- **THE PROBLEM**: Every entry, start to finish, should be printed verbatim without pictures.
** EXTRACTED DATA follows **
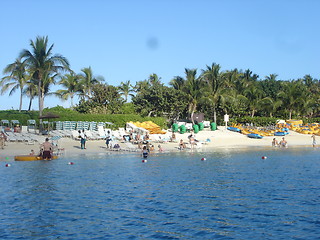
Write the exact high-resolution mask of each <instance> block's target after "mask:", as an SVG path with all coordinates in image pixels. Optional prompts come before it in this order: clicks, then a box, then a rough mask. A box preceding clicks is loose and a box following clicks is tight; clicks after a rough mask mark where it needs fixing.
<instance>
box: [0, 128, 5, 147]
mask: <svg viewBox="0 0 320 240" xmlns="http://www.w3.org/2000/svg"><path fill="white" fill-rule="evenodd" d="M5 141H6V136H5V135H4V133H3V132H1V133H0V148H1V149H4V144H5Z"/></svg>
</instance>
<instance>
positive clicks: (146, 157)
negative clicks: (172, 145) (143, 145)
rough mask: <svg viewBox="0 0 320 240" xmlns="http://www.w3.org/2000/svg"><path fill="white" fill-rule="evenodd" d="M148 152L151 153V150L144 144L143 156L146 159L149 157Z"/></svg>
mask: <svg viewBox="0 0 320 240" xmlns="http://www.w3.org/2000/svg"><path fill="white" fill-rule="evenodd" d="M148 154H149V151H148V149H147V147H146V146H144V147H143V149H142V157H143V158H144V159H147V157H148Z"/></svg>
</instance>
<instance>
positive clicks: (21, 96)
mask: <svg viewBox="0 0 320 240" xmlns="http://www.w3.org/2000/svg"><path fill="white" fill-rule="evenodd" d="M22 95H23V94H22V89H21V93H20V106H19V112H21V108H22Z"/></svg>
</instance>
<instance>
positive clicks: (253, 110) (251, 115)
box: [251, 109, 255, 118]
mask: <svg viewBox="0 0 320 240" xmlns="http://www.w3.org/2000/svg"><path fill="white" fill-rule="evenodd" d="M254 113H255V111H254V109H253V110H252V113H251V117H252V118H253V117H254Z"/></svg>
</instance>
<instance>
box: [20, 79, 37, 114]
mask: <svg viewBox="0 0 320 240" xmlns="http://www.w3.org/2000/svg"><path fill="white" fill-rule="evenodd" d="M23 93H24V94H25V95H27V96H28V97H29V98H30V100H29V107H28V111H30V110H31V106H32V101H33V99H34V97H35V96H37V94H38V85H37V84H36V83H35V82H34V81H32V79H29V80H28V81H27V82H26V88H25V89H24V91H23Z"/></svg>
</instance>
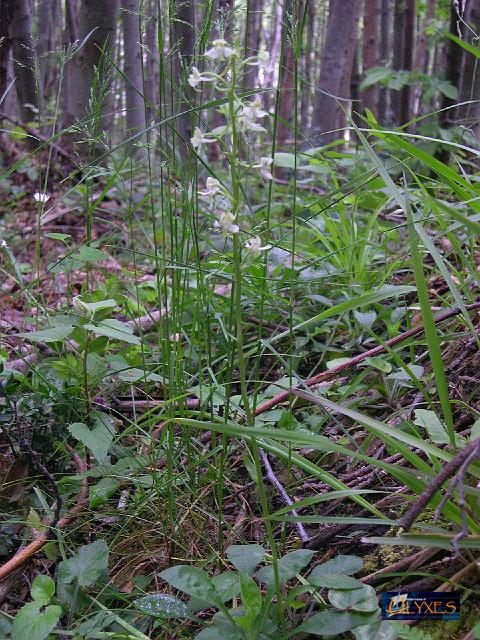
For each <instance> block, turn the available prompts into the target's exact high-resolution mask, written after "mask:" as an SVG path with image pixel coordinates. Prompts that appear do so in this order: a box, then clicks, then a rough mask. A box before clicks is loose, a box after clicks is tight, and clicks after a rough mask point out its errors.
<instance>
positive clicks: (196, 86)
mask: <svg viewBox="0 0 480 640" xmlns="http://www.w3.org/2000/svg"><path fill="white" fill-rule="evenodd" d="M214 80H215V77H214V76H212V75H211V74H209V73H200V71H199V70H198V69H197V67H192V70H191V71H190V75H189V76H188V84H189V85H190V86H191V87H193V88H194V89H196V87H197V86H198V85H199V84H200V83H201V82H213V81H214Z"/></svg>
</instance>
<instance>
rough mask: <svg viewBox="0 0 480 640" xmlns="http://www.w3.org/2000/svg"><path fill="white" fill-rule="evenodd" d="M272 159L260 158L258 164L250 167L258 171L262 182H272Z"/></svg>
mask: <svg viewBox="0 0 480 640" xmlns="http://www.w3.org/2000/svg"><path fill="white" fill-rule="evenodd" d="M272 162H273V159H272V158H266V157H262V158H260V162H259V163H257V164H254V165H252V168H253V169H260V175H261V176H262V178H263V179H264V180H273V175H272V172H271V170H270V167H271V166H272Z"/></svg>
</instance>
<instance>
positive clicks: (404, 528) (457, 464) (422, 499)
mask: <svg viewBox="0 0 480 640" xmlns="http://www.w3.org/2000/svg"><path fill="white" fill-rule="evenodd" d="M479 450H480V438H477V439H476V440H474V441H473V442H471V443H470V444H467V445H466V446H465V447H464V448H463V449H462V450H461V451H459V452H458V453H457V455H456V456H454V457H453V458H452V459H451V460H450V462H449V463H448V464H446V465H445V467H444V468H443V469H442V470H441V471H440V473H439V474H438V475H437V476H436V477H435V478H434V479H433V480H432V481H431V482H430V483H429V484H428V486H427V487H426V489H425V490H424V491H423V493H422V494H421V495H420V496H419V497H418V499H417V500H416V501H415V502H414V503H413V504H412V505H410V507H409V508H408V509H407V510H406V511H405V513H404V514H403V516H402V517H401V518H400V519H399V521H398V526H399V527H403V529H405V531H408V529H410V527H411V526H412V524H413V523H414V522H415V520H416V519H417V518H418V516H419V515H420V514H421V513H422V511H423V510H424V509H425V507H426V506H427V504H428V503H429V502H430V500H431V499H432V498H433V496H434V495H435V494H436V493H437V491H439V490H440V489H441V487H442V485H443V483H444V482H445V481H446V480H448V478H450V476H452V475H453V474H454V473H455V472H456V471H457V469H460V472H461V471H462V469H463V468H464V464H465V463H467V464H466V467H468V465H469V464H470V462H471V461H472V460H473V459H474V457H475V456H477V455H478V453H479ZM466 467H465V469H463V473H462V476H461V479H457V476H456V477H455V478H454V480H453V481H454V482H455V484H457V483H458V482H459V481H460V482H461V483H463V476H464V475H465V472H466ZM460 472H459V473H460ZM457 475H459V474H457ZM453 488H455V486H454V487H453ZM452 493H453V490H452ZM450 495H451V494H450ZM449 497H450V496H449V495H448V492H447V498H446V499H447V500H448V498H449ZM440 506H442V507H443V504H442V503H441V504H440ZM457 542H458V541H457Z"/></svg>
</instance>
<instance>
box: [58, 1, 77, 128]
mask: <svg viewBox="0 0 480 640" xmlns="http://www.w3.org/2000/svg"><path fill="white" fill-rule="evenodd" d="M77 18H78V16H77V12H76V9H75V5H74V4H73V0H65V22H64V25H63V38H62V40H63V47H64V49H67V48H68V47H69V46H70V45H71V44H72V43H73V42H75V40H77V38H78V20H77ZM74 66H75V60H69V61H68V62H67V63H66V65H65V70H64V78H63V90H62V120H63V126H64V127H69V126H70V125H72V124H73V123H74V122H75V116H74V113H73V104H72V103H73V93H74V92H73V82H72V75H73V70H74Z"/></svg>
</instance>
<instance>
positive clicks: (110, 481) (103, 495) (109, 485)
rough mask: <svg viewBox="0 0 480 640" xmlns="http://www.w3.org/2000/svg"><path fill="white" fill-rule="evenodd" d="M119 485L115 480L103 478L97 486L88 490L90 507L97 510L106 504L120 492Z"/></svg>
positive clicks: (99, 481)
mask: <svg viewBox="0 0 480 640" xmlns="http://www.w3.org/2000/svg"><path fill="white" fill-rule="evenodd" d="M118 487H119V484H118V482H117V480H115V478H110V477H108V478H102V479H101V480H100V481H99V482H97V484H94V485H90V487H89V488H88V506H89V507H90V509H95V508H96V507H99V506H100V505H102V504H105V502H107V500H108V499H109V498H111V497H112V496H113V495H114V494H115V493H116V492H117V490H118Z"/></svg>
** End of EXTRACTED DATA **
- **RESULT OF THE TASK**:
Write the exact high-resolution mask of each <instance> block's target after "mask:", as an SVG path with all coordinates in image pixels. Optional prompts come before it in this order: clicks, then a box, then a rough mask. A box preceding clicks is loose and a box following clicks is tight; clicks after a rough mask mark where it needs fixing.
<instance>
box: [0, 128, 5, 147]
mask: <svg viewBox="0 0 320 240" xmlns="http://www.w3.org/2000/svg"><path fill="white" fill-rule="evenodd" d="M5 141H6V136H5V135H4V133H3V132H1V133H0V148H1V149H4V144H5Z"/></svg>
</instance>
<instance>
positive clicks: (146, 157)
negative clicks: (172, 145) (143, 145)
rough mask: <svg viewBox="0 0 320 240" xmlns="http://www.w3.org/2000/svg"><path fill="white" fill-rule="evenodd" d="M148 152L151 153V150L144 144L143 156L146 159L149 157Z"/></svg>
mask: <svg viewBox="0 0 320 240" xmlns="http://www.w3.org/2000/svg"><path fill="white" fill-rule="evenodd" d="M148 154H149V151H148V149H147V147H146V146H144V147H143V149H142V157H143V158H144V159H147V157H148Z"/></svg>
</instance>
<instance>
positive clicks: (21, 96)
mask: <svg viewBox="0 0 320 240" xmlns="http://www.w3.org/2000/svg"><path fill="white" fill-rule="evenodd" d="M22 95H23V94H22V89H21V93H20V106H19V112H21V108H22Z"/></svg>
</instance>
<instance>
positive clicks: (253, 110) (251, 115)
box: [251, 109, 255, 118]
mask: <svg viewBox="0 0 320 240" xmlns="http://www.w3.org/2000/svg"><path fill="white" fill-rule="evenodd" d="M254 113H255V111H254V109H253V110H252V113H251V117H252V118H253V117H254Z"/></svg>
</instance>
<instance>
box: [20, 79, 37, 114]
mask: <svg viewBox="0 0 320 240" xmlns="http://www.w3.org/2000/svg"><path fill="white" fill-rule="evenodd" d="M23 93H24V94H25V95H27V96H28V97H29V98H30V100H29V107H28V111H30V110H31V106H32V101H33V99H34V97H35V96H37V94H38V85H37V84H36V83H35V82H34V81H32V79H29V80H28V81H27V82H26V88H25V89H24V91H23Z"/></svg>
</instance>
For each <instance> block, turn the available prompts into the target's exact high-resolution mask, written after "mask:" as an SVG path with image pixel coordinates. Prompts that appear do so in this order: a box, then clicks, then a rough mask. A box before clicks is loose, a box after clicks is tight, and clicks after a rough mask point out its errors.
<instance>
positive clicks: (196, 86)
mask: <svg viewBox="0 0 480 640" xmlns="http://www.w3.org/2000/svg"><path fill="white" fill-rule="evenodd" d="M214 80H215V77H214V76H212V75H211V74H209V73H200V71H199V70H198V69H197V67H192V70H191V71H190V75H189V76H188V84H189V85H190V86H191V87H193V88H194V89H196V87H197V86H198V85H199V84H200V83H201V82H213V81H214Z"/></svg>
</instance>
<instance>
rough mask: <svg viewBox="0 0 480 640" xmlns="http://www.w3.org/2000/svg"><path fill="white" fill-rule="evenodd" d="M272 159L260 158L258 164L250 167L258 171L262 182H272Z"/></svg>
mask: <svg viewBox="0 0 480 640" xmlns="http://www.w3.org/2000/svg"><path fill="white" fill-rule="evenodd" d="M272 162H273V159H272V158H266V157H262V158H260V162H259V163H257V164H254V165H252V168H253V169H260V175H261V176H262V178H263V179H264V180H273V175H272V172H271V170H270V167H271V166H272Z"/></svg>
</instance>
<instance>
positive clicks: (404, 528) (457, 464) (422, 499)
mask: <svg viewBox="0 0 480 640" xmlns="http://www.w3.org/2000/svg"><path fill="white" fill-rule="evenodd" d="M479 450H480V438H477V439H476V440H474V441H473V442H471V443H470V444H467V445H466V446H465V447H464V448H463V449H462V450H461V451H459V452H458V453H457V455H456V456H454V457H453V458H452V459H451V460H450V462H449V463H448V464H446V465H445V467H444V468H443V469H442V470H441V471H440V473H439V474H438V475H437V476H436V477H435V478H434V479H433V480H432V481H431V482H430V483H429V484H428V486H427V487H426V489H425V490H424V491H423V493H422V494H421V495H420V496H419V497H418V499H417V500H416V501H415V502H414V503H413V504H412V505H410V507H409V508H408V509H407V510H406V511H405V513H404V514H403V516H402V517H401V518H400V519H399V521H398V526H399V527H403V529H405V531H408V529H410V527H411V526H412V524H413V523H414V522H415V520H416V519H417V518H418V516H419V515H420V514H421V513H422V511H423V510H424V509H425V507H426V506H427V504H428V503H429V502H430V500H431V499H432V498H433V496H434V495H435V494H436V493H437V491H439V490H440V489H441V487H442V485H443V483H444V482H445V481H446V480H448V478H450V476H452V475H453V474H454V473H455V472H456V471H457V469H460V472H461V471H462V469H463V468H464V464H465V463H467V464H466V467H468V465H469V464H470V462H471V461H472V460H473V459H474V457H475V456H477V455H478V453H479ZM466 467H465V469H463V473H462V476H461V479H457V476H456V477H455V478H454V480H453V481H454V482H455V484H457V483H458V482H459V481H460V482H461V483H463V476H464V475H465V472H466ZM460 472H459V473H460ZM457 475H459V474H457ZM453 488H455V486H454V487H453ZM452 493H453V490H452ZM450 495H451V494H450ZM449 497H450V496H449V495H448V492H447V498H446V499H447V500H448V498H449ZM440 506H442V507H443V504H442V503H441V504H440ZM457 542H458V541H457Z"/></svg>
</instance>
<instance>
box: [58, 1, 77, 128]
mask: <svg viewBox="0 0 480 640" xmlns="http://www.w3.org/2000/svg"><path fill="white" fill-rule="evenodd" d="M77 18H78V16H77V12H76V9H75V5H74V4H73V0H65V22H64V25H63V38H62V40H63V47H64V49H67V48H68V47H69V46H70V45H71V44H72V43H73V42H75V40H77V38H78V20H77ZM74 66H75V60H69V61H68V62H67V63H66V65H65V70H64V78H63V90H62V120H63V126H64V127H69V126H70V125H72V124H73V123H74V122H75V116H74V113H73V104H72V103H73V93H74V92H73V82H72V75H73V70H74Z"/></svg>
</instance>
<instance>
positive clicks: (110, 481) (103, 495) (109, 485)
rough mask: <svg viewBox="0 0 480 640" xmlns="http://www.w3.org/2000/svg"><path fill="white" fill-rule="evenodd" d="M119 485L115 480L103 478L97 486L88 490L90 507L97 510L106 504L120 492Z"/></svg>
positive clicks: (99, 481)
mask: <svg viewBox="0 0 480 640" xmlns="http://www.w3.org/2000/svg"><path fill="white" fill-rule="evenodd" d="M118 487H119V484H118V482H117V480H115V478H110V477H108V478H102V479H101V480H100V481H99V482H97V484H94V485H90V487H89V488H88V506H89V507H90V509H95V508H96V507H99V506H100V505H102V504H105V502H107V500H108V499H109V498H111V497H112V496H113V495H114V494H115V493H116V492H117V490H118Z"/></svg>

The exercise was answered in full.